Coordinate annotation records:

--- begin ---

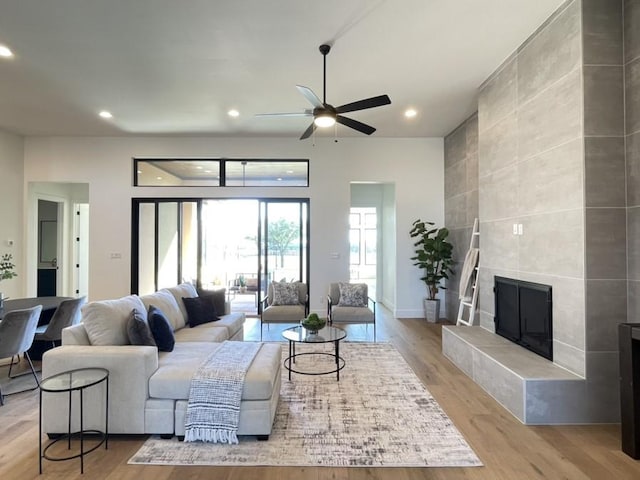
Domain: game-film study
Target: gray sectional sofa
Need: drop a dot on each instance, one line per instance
(148, 390)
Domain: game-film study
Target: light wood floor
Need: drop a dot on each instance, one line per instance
(508, 449)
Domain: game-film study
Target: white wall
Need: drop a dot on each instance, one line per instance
(11, 206)
(414, 165)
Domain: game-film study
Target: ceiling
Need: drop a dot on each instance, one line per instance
(168, 67)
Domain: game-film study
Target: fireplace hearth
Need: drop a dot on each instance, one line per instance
(523, 314)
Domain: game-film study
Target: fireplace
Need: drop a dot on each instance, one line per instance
(523, 314)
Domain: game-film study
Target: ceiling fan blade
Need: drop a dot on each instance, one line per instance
(364, 104)
(306, 113)
(356, 125)
(307, 133)
(309, 95)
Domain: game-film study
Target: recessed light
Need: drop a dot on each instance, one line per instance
(5, 51)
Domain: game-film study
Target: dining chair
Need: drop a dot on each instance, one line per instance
(17, 331)
(67, 314)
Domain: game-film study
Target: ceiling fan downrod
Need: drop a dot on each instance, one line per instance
(324, 50)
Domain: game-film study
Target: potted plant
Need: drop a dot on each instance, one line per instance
(6, 272)
(434, 257)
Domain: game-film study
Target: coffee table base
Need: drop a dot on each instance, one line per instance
(340, 363)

--- end ---

Reproduce the material above in full, exactly, with no images.

TASK RESULT
Domain: game-film study
Target: gray sectional sofa
Need: drop a dot on each instance, one line per instance
(148, 390)
Domain: game-film study
Target: light wood floor
Need: drop a dot on each instance, one line per instance
(508, 449)
Domain: game-film study
Target: white wall
Need: drop a dot on each instance, one line per instance
(11, 206)
(414, 165)
Domain: game-film study
Target: ceiling
Need: drop a dot on each instance, one line per instance
(168, 67)
Domain: game-film study
Target: fireplace hearth
Need: drop a dot on each instance, one line per instance
(523, 314)
Domain: game-film study
Target: fireplace
Need: drop a dot on each instance, one line per instance
(523, 314)
Domain: game-film study
Target: ceiling fan blade
Need: drop a dot on each instance, one line per instance
(364, 104)
(306, 113)
(356, 125)
(307, 133)
(309, 95)
Domain: game-film study
Target: recessed light
Need: drop a dot on each instance, one line per instance
(5, 51)
Domain: game-film study
Target: dining chair
Need: drop a dot on each instance, one line per instance
(17, 331)
(67, 314)
Domain: game-film study
Target: ceiling fan downrod
Need: drop a dot on each instance, one line per instance
(324, 50)
Domain: game-film study
Target: potted plant
Need: drop a dot on each instance, one line per instance
(6, 272)
(434, 257)
Domain: game-film study
Target: coffee table base
Need: drop a dot on each instance, one line per instance
(340, 363)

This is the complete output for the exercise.